**Extracted material:**
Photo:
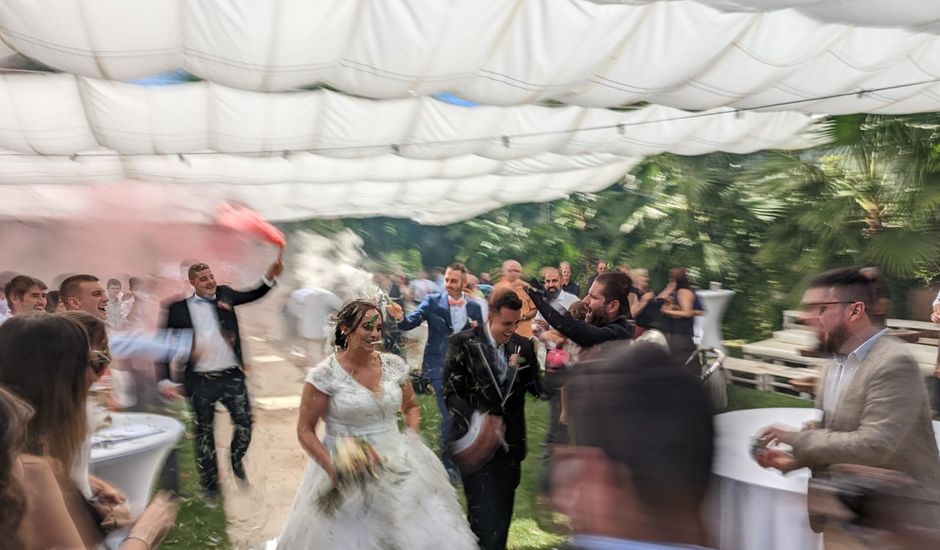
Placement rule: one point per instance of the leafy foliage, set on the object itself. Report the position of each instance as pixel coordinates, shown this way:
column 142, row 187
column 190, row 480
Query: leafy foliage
column 760, row 223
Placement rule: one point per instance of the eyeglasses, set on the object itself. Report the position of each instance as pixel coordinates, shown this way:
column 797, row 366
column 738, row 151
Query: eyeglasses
column 100, row 359
column 820, row 307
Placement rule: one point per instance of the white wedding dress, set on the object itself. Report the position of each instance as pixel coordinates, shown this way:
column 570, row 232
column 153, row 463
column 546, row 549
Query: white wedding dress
column 411, row 506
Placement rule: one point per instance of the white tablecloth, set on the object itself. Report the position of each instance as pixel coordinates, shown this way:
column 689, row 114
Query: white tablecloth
column 132, row 451
column 751, row 508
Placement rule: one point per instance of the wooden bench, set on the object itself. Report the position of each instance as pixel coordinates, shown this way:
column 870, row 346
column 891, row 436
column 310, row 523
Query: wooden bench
column 748, row 373
column 772, row 350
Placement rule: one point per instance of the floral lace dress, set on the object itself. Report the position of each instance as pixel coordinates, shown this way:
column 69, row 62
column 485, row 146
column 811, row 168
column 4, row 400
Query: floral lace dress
column 411, row 506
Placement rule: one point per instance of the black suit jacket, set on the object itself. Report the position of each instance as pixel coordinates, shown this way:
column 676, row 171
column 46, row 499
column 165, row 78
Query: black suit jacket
column 580, row 332
column 177, row 316
column 468, row 384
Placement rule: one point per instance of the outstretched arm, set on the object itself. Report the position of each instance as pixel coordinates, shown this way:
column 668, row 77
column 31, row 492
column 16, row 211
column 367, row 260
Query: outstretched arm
column 581, row 333
column 313, row 405
column 456, row 386
column 409, row 407
column 413, row 319
column 240, row 297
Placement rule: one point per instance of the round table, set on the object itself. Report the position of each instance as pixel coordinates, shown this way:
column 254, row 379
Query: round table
column 750, row 507
column 708, row 325
column 131, row 452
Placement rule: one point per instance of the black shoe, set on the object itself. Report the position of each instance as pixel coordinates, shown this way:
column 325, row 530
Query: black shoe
column 209, row 497
column 240, row 476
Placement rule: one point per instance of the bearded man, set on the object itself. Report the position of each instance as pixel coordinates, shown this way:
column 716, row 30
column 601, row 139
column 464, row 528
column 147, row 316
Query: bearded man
column 608, row 312
column 874, row 401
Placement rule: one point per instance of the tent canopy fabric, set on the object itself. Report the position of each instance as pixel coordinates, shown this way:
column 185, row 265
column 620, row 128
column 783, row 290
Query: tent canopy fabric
column 324, row 154
column 682, row 54
column 560, row 96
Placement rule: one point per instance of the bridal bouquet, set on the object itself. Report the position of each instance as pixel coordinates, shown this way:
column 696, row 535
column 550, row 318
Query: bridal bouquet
column 356, row 464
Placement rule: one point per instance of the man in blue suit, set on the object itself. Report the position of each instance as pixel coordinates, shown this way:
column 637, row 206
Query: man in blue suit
column 447, row 313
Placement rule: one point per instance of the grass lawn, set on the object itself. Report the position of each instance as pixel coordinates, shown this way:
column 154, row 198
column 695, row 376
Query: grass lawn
column 198, row 526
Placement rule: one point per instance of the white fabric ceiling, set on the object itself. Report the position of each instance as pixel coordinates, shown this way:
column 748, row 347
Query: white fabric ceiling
column 914, row 14
column 325, row 154
column 682, row 54
column 254, row 131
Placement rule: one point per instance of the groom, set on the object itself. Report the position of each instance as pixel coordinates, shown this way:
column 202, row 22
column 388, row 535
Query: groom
column 488, row 370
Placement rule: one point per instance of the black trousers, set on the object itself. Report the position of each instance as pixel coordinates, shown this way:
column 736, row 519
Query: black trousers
column 205, row 390
column 557, row 432
column 491, row 493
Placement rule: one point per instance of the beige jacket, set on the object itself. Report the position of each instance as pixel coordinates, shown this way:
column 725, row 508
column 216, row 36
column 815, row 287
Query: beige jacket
column 882, row 419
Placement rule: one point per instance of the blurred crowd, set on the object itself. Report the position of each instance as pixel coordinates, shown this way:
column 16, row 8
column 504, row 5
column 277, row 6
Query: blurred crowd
column 630, row 444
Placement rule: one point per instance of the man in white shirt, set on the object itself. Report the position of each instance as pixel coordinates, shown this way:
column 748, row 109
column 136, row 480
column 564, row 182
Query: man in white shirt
column 116, row 308
column 308, row 311
column 554, row 380
column 640, row 465
column 23, row 294
column 216, row 373
column 873, row 398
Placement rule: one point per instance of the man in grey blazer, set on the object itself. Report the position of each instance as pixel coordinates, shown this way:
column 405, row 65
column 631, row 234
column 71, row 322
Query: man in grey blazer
column 874, row 402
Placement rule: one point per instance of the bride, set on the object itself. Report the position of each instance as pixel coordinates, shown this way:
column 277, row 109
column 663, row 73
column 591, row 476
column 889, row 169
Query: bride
column 358, row 392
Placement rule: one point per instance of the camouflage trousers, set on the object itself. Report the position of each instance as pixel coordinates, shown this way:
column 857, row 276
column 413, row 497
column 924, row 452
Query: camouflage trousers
column 205, row 390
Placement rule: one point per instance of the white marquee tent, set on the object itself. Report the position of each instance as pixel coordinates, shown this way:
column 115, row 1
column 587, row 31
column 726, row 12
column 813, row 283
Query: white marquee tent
column 552, row 78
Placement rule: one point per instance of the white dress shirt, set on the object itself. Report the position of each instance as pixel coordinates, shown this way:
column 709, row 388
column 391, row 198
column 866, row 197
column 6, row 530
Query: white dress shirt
column 458, row 315
column 840, row 376
column 215, row 353
column 561, row 303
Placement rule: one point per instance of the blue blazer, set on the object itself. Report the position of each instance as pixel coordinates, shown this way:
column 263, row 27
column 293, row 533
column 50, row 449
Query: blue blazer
column 436, row 311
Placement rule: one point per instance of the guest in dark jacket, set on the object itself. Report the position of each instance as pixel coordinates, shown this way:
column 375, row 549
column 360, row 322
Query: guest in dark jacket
column 608, row 312
column 488, row 371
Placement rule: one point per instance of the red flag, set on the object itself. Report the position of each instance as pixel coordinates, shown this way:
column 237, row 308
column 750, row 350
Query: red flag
column 246, row 220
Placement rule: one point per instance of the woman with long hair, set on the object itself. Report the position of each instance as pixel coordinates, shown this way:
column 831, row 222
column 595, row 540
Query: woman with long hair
column 359, row 392
column 35, row 514
column 44, row 360
column 678, row 307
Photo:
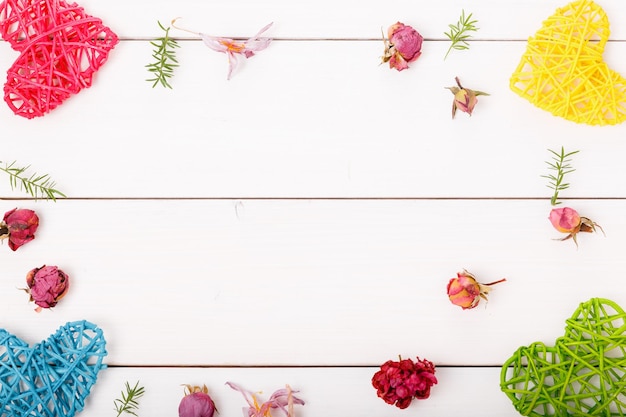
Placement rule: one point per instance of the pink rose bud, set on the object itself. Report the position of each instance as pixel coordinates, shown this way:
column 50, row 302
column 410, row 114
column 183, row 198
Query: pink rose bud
column 196, row 403
column 464, row 291
column 567, row 220
column 46, row 286
column 19, row 226
column 464, row 98
column 403, row 45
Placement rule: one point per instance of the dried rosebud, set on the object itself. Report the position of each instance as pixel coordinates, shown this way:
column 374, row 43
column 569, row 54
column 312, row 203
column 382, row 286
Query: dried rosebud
column 464, row 98
column 466, row 292
column 403, row 45
column 398, row 382
column 46, row 286
column 196, row 402
column 567, row 220
column 19, row 226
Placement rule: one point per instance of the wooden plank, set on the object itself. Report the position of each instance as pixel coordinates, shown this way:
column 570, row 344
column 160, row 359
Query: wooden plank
column 311, row 282
column 336, row 19
column 332, row 123
column 326, row 391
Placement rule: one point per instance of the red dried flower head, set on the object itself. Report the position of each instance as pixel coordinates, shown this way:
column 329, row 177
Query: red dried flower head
column 399, row 382
column 465, row 291
column 402, row 45
column 196, row 402
column 567, row 220
column 46, row 286
column 19, row 226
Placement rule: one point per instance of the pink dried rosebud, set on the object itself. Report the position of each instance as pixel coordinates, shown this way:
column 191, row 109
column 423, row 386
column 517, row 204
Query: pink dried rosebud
column 46, row 286
column 19, row 226
column 567, row 220
column 196, row 402
column 399, row 382
column 464, row 98
column 403, row 45
column 466, row 292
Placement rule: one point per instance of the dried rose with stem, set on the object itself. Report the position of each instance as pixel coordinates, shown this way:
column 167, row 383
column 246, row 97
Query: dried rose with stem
column 46, row 286
column 19, row 227
column 567, row 220
column 466, row 292
column 464, row 98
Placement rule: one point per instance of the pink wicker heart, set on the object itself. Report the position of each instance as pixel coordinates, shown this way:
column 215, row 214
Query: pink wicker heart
column 61, row 47
column 54, row 377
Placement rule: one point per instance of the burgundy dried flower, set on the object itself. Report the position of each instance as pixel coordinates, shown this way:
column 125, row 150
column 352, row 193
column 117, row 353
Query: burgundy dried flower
column 399, row 382
column 46, row 286
column 196, row 403
column 19, row 226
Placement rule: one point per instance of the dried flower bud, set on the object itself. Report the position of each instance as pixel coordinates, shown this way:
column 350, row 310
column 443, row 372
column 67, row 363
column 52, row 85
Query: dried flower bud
column 398, row 382
column 464, row 98
column 19, row 226
column 196, row 402
column 464, row 291
column 404, row 45
column 46, row 286
column 567, row 220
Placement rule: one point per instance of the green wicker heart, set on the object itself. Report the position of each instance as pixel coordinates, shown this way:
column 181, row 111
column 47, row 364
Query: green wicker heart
column 583, row 374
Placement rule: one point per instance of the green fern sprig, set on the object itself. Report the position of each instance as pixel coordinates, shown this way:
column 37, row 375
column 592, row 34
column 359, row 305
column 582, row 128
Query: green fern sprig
column 561, row 164
column 36, row 185
column 128, row 403
column 164, row 54
column 460, row 33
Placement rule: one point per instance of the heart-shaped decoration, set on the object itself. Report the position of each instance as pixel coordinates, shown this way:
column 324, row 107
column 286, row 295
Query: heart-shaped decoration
column 583, row 374
column 53, row 377
column 563, row 71
column 61, row 47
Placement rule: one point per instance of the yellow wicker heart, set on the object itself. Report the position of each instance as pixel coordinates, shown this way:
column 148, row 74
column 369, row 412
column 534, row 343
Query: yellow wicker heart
column 563, row 71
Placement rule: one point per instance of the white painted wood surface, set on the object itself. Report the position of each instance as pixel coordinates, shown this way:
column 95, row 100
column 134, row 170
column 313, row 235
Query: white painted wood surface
column 299, row 223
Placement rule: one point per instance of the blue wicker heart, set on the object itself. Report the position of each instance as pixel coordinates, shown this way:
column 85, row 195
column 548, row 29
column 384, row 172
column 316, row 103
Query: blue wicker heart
column 52, row 378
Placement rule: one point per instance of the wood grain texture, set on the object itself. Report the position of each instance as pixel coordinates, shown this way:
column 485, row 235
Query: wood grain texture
column 299, row 223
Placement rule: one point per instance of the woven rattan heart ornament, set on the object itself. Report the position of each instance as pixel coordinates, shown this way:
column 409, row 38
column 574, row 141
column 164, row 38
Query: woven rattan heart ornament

**Aim:** Copy the items starting at the line containing "Placement rule: one point per instance of the wooden bench, set" and ending at the line containing "column 748, row 373", swapping "wooden bench" for "park bench" and leaving everything else unchanged.

**The solution:**
Placement rule: one point per instance of the park bench, set on the object itself. Report the position of each instance as pixel coordinates, shown this way:
column 870, row 346
column 891, row 436
column 310, row 523
Query: park bench
column 748, row 373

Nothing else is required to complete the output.